JOB: Convert the records below into a JSON list of strings with one string per line, skipping blank lines and leaving out the pictures.

── MATERIAL SHOWN

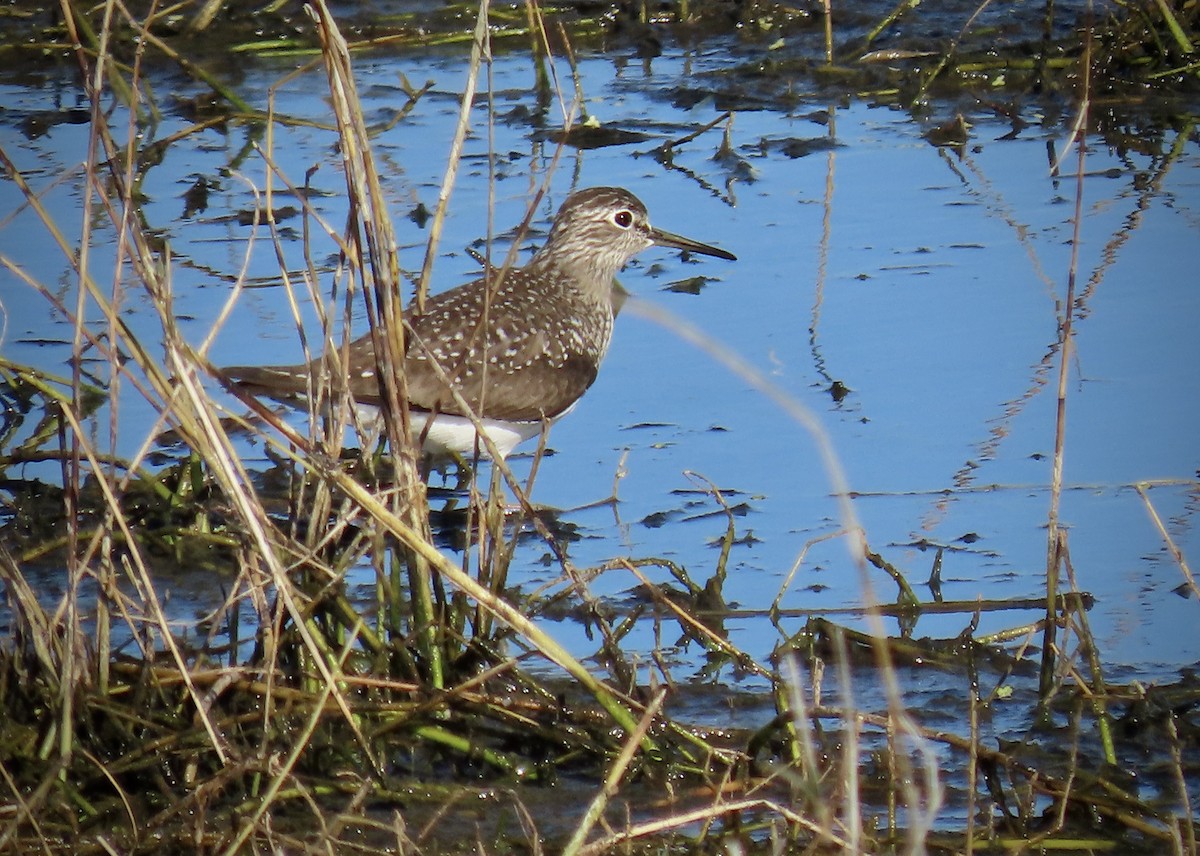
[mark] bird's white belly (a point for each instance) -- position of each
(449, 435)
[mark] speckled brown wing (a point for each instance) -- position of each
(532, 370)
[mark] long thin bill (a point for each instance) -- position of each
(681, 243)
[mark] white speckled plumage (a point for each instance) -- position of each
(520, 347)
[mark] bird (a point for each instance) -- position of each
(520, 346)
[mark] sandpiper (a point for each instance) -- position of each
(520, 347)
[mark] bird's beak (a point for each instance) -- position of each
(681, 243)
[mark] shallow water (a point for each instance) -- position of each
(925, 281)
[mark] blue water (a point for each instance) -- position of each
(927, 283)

────

TASK RESPONSE:
[
  "[mark] bird's white belly (a point for each instance) -- position of each",
  "(449, 435)",
  "[mark] speckled brown wing (a point for each instance) -- position of each",
  "(532, 370)",
  "[mark] long thin bill (a point for each instance) -- position of each",
  "(681, 243)",
  "[mark] white speckled plumage (a point for each instance) -- position of each",
  "(520, 347)",
  "[mark] bird (a point for each instance) -- position of each",
  "(520, 346)",
  "[mark] sandpiper (a point for each instance) -- position of each",
  "(520, 347)",
  "[mark] bird's beak (a point for each instance) -- position of each",
  "(681, 243)",
  "[mark] shallow water (a point for each instance) -- position of each",
  "(925, 281)",
  "[mark] blue water (a point for each instance) -- position of each",
  "(927, 283)"
]